◆ Stated goal: Reproduce everything from the line containing "Target: man's short brown hair" down to the end of these lines, leaving the pictures out.

◆ ◆ ◆ ◆ ◆

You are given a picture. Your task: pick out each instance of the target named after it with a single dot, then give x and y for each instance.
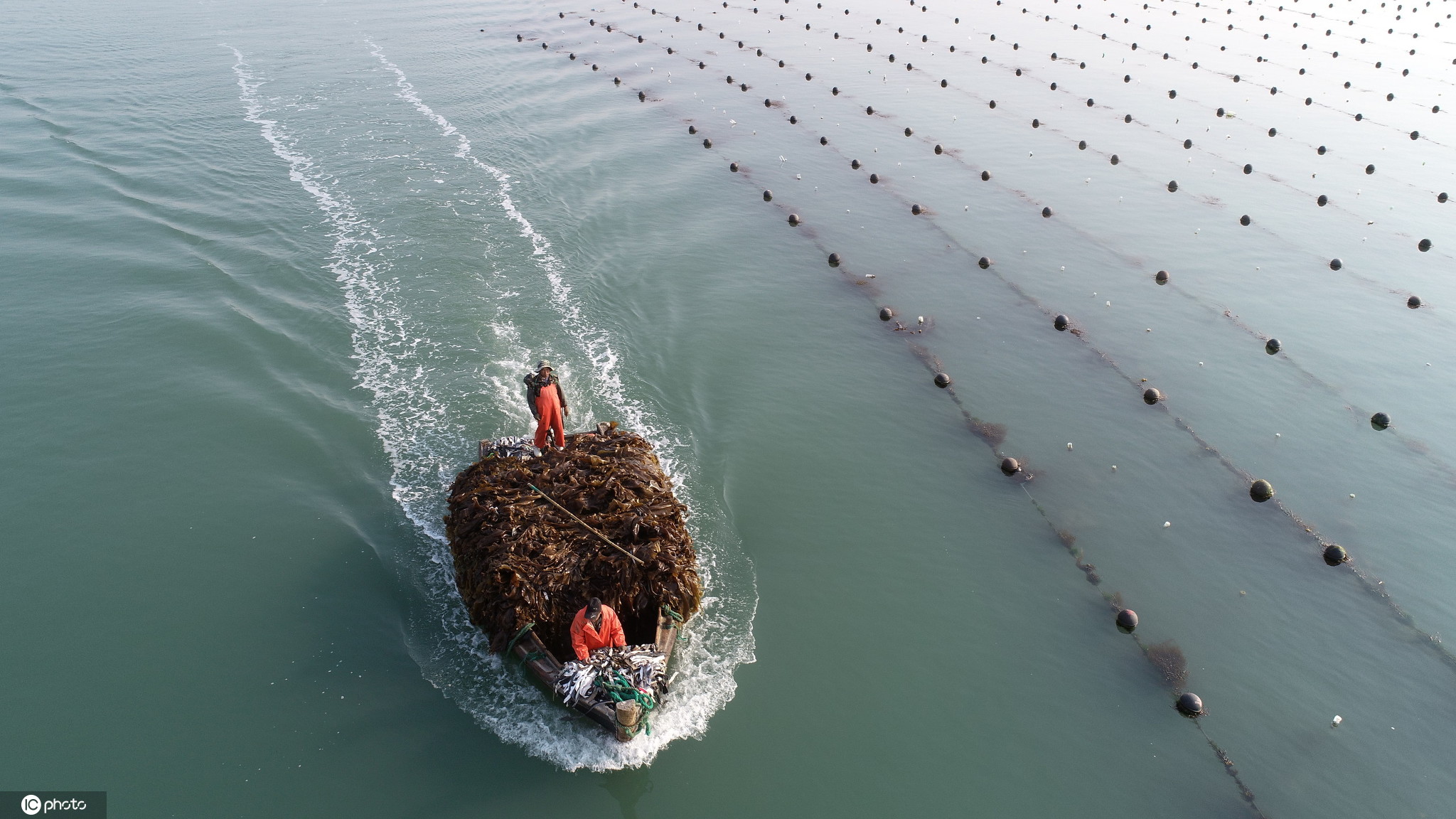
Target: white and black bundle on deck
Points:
(640, 666)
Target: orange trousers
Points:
(548, 405)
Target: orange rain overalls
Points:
(584, 638)
(548, 412)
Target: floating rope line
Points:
(1365, 579)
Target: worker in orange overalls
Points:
(548, 405)
(596, 627)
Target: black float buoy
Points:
(1126, 620)
(1261, 490)
(1190, 705)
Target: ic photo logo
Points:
(89, 805)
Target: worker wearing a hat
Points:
(548, 405)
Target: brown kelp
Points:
(522, 560)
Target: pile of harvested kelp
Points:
(519, 559)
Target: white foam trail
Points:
(721, 637)
(422, 444)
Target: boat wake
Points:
(429, 420)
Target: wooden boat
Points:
(543, 665)
(533, 537)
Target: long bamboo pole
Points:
(587, 525)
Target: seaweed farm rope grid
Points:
(1368, 582)
(1133, 261)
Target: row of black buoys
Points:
(1126, 620)
(1261, 490)
(1190, 705)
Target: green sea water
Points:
(271, 270)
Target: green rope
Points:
(519, 634)
(621, 690)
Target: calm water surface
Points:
(271, 270)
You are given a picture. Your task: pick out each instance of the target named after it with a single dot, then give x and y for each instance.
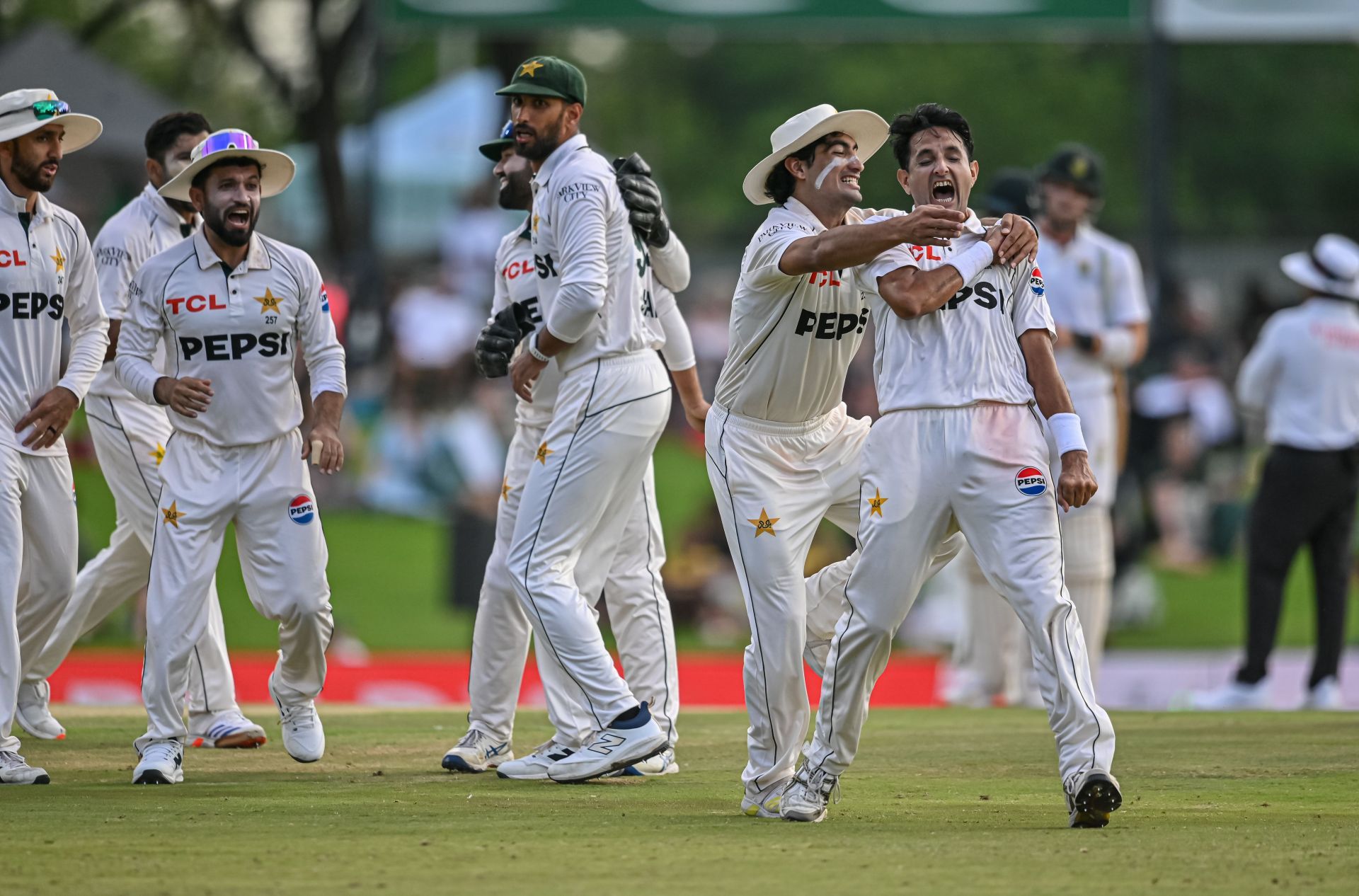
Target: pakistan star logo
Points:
(173, 515)
(267, 302)
(764, 525)
(876, 503)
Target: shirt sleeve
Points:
(1029, 302)
(670, 264)
(88, 323)
(760, 265)
(1260, 369)
(679, 348)
(582, 224)
(142, 331)
(1128, 294)
(321, 348)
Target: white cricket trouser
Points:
(639, 612)
(37, 565)
(267, 491)
(577, 505)
(936, 468)
(128, 440)
(991, 649)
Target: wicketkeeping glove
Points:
(642, 196)
(498, 339)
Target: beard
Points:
(517, 195)
(32, 176)
(215, 219)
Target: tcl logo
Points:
(517, 268)
(196, 304)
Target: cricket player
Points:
(612, 404)
(47, 275)
(130, 440)
(1100, 308)
(783, 454)
(233, 309)
(964, 351)
(638, 607)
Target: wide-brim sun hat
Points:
(28, 110)
(276, 169)
(867, 128)
(1331, 267)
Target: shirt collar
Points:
(555, 161)
(162, 208)
(257, 258)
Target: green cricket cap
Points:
(546, 76)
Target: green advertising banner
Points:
(818, 17)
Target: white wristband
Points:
(973, 261)
(1116, 347)
(1066, 430)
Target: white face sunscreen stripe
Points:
(835, 163)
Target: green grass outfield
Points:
(942, 801)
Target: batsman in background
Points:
(233, 308)
(130, 440)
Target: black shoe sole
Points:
(1096, 801)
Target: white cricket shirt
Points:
(1093, 283)
(968, 350)
(143, 227)
(791, 336)
(47, 276)
(1304, 374)
(592, 275)
(238, 328)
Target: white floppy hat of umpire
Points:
(276, 169)
(1331, 267)
(26, 110)
(867, 128)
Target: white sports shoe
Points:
(616, 747)
(34, 716)
(1233, 695)
(765, 804)
(16, 771)
(1325, 696)
(477, 752)
(808, 794)
(536, 764)
(302, 733)
(224, 730)
(162, 763)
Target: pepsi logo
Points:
(1031, 482)
(302, 510)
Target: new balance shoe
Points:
(1324, 695)
(663, 763)
(302, 733)
(224, 730)
(764, 804)
(808, 796)
(16, 771)
(1090, 797)
(536, 764)
(34, 716)
(162, 763)
(477, 752)
(624, 742)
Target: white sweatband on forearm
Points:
(1066, 431)
(973, 261)
(1118, 345)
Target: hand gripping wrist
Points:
(1066, 430)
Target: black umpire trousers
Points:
(1307, 498)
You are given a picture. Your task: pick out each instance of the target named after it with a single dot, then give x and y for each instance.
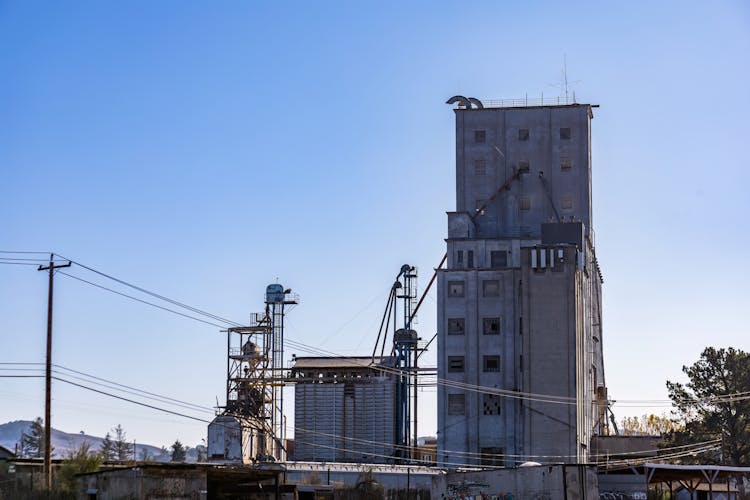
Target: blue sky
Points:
(204, 150)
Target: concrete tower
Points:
(519, 302)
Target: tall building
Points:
(519, 302)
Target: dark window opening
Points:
(455, 289)
(491, 363)
(456, 326)
(491, 404)
(491, 326)
(498, 259)
(492, 456)
(456, 404)
(455, 364)
(490, 288)
(480, 167)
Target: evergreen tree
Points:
(714, 406)
(32, 443)
(178, 452)
(77, 461)
(107, 449)
(123, 450)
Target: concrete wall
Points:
(540, 483)
(544, 151)
(347, 421)
(138, 482)
(548, 305)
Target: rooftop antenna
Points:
(564, 84)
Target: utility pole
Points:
(48, 374)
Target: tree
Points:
(123, 450)
(715, 405)
(107, 449)
(76, 461)
(648, 425)
(178, 452)
(32, 443)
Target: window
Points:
(479, 204)
(491, 363)
(492, 456)
(455, 289)
(491, 404)
(498, 259)
(456, 326)
(490, 288)
(456, 404)
(455, 364)
(480, 167)
(491, 326)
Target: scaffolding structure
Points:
(405, 352)
(251, 427)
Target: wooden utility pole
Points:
(48, 373)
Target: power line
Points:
(141, 300)
(154, 294)
(131, 400)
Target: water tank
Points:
(274, 293)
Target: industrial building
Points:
(344, 409)
(519, 302)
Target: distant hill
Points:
(62, 442)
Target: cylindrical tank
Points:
(274, 293)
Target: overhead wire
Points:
(685, 449)
(154, 294)
(543, 398)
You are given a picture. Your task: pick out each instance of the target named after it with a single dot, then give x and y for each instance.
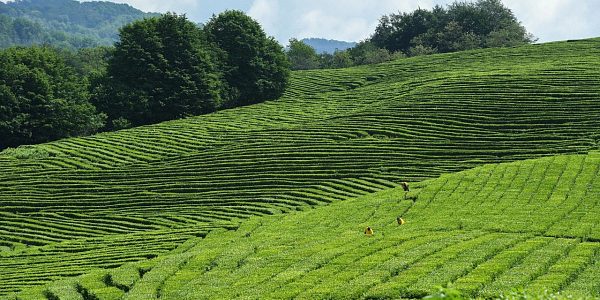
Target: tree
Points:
(302, 56)
(41, 98)
(460, 26)
(366, 52)
(161, 69)
(255, 66)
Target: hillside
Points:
(74, 205)
(532, 225)
(64, 23)
(327, 46)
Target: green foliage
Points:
(460, 26)
(446, 293)
(335, 136)
(41, 99)
(302, 56)
(63, 23)
(161, 69)
(256, 68)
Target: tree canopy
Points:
(64, 23)
(41, 98)
(460, 26)
(255, 66)
(161, 69)
(302, 56)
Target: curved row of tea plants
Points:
(532, 225)
(335, 135)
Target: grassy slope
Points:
(532, 225)
(115, 198)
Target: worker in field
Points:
(405, 186)
(400, 221)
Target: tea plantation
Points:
(144, 210)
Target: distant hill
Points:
(328, 46)
(80, 205)
(64, 23)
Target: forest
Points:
(165, 67)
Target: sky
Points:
(355, 20)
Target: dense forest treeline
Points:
(64, 23)
(161, 68)
(167, 67)
(459, 26)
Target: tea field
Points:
(88, 205)
(532, 226)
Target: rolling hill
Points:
(147, 198)
(531, 225)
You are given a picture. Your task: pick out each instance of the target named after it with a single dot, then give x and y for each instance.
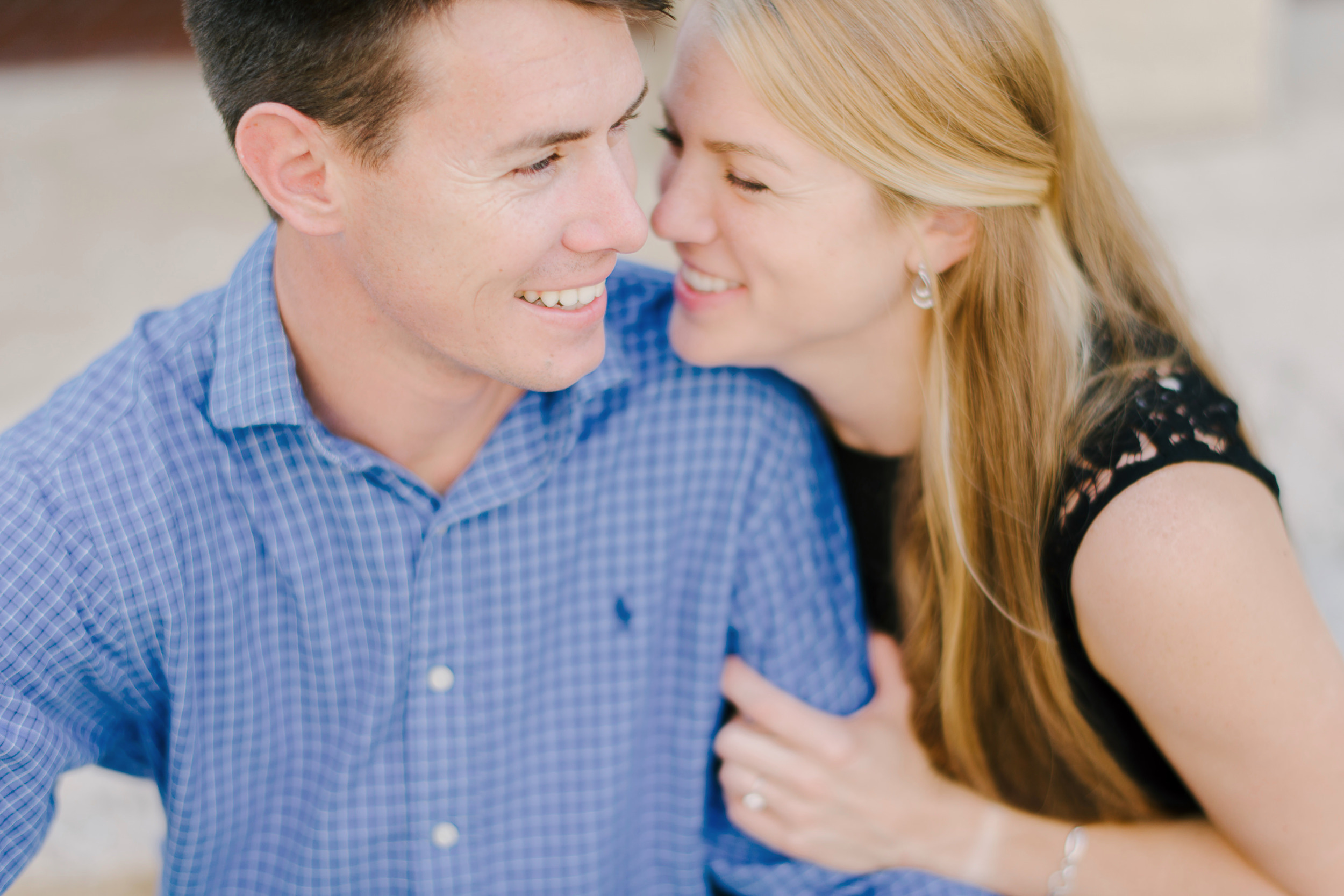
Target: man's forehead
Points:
(515, 68)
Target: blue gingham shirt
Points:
(345, 683)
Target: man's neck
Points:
(373, 383)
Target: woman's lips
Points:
(697, 302)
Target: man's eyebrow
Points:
(724, 147)
(552, 139)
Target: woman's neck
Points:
(867, 383)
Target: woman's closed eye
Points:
(744, 184)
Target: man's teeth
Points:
(705, 283)
(563, 297)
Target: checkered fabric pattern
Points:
(345, 683)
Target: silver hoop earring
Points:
(923, 291)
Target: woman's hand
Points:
(854, 793)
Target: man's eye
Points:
(749, 186)
(671, 136)
(537, 168)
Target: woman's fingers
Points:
(891, 693)
(741, 746)
(784, 715)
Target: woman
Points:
(1112, 677)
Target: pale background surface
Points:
(119, 194)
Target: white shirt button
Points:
(445, 835)
(441, 679)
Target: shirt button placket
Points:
(441, 679)
(445, 835)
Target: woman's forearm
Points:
(1015, 854)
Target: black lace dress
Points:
(1170, 418)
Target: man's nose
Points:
(683, 213)
(613, 221)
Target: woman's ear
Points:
(947, 235)
(289, 159)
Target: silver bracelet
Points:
(1062, 881)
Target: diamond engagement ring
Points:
(753, 800)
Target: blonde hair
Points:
(968, 104)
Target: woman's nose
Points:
(683, 214)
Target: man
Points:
(406, 562)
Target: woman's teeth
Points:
(705, 283)
(563, 297)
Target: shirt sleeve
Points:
(60, 679)
(799, 620)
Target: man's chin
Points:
(562, 371)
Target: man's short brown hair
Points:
(339, 62)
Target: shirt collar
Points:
(256, 383)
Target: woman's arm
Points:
(1190, 602)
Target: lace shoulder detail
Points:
(1173, 415)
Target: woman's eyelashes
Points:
(674, 140)
(746, 186)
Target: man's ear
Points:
(289, 159)
(947, 235)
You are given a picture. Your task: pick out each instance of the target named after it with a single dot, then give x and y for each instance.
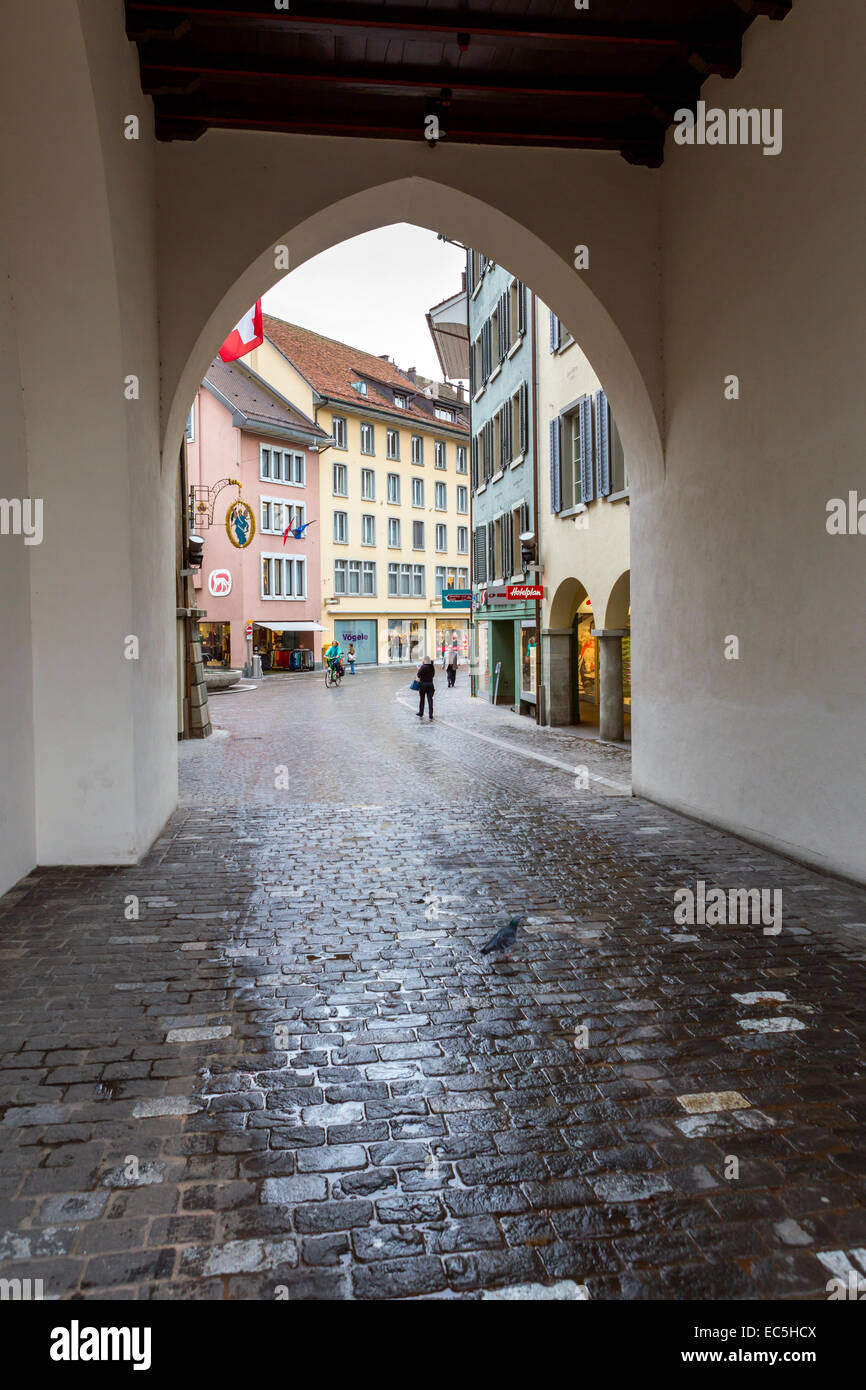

◆ ◆ ◆ ◆ ◆

◆ Complete response:
Target: man's short brown hair
Points:
(339, 62)
Target: shirt collar
Points:
(256, 383)
Target: woman's arm
Points:
(1190, 602)
Target: lace shoulder detail
Points:
(1173, 415)
Target: woman's eyelashes
Points:
(674, 140)
(746, 186)
Target: man's ear
Points:
(289, 159)
(947, 235)
You are given a picture. Your task: pick out each instance of the target named after it with a single dot, then give x and y for each instance.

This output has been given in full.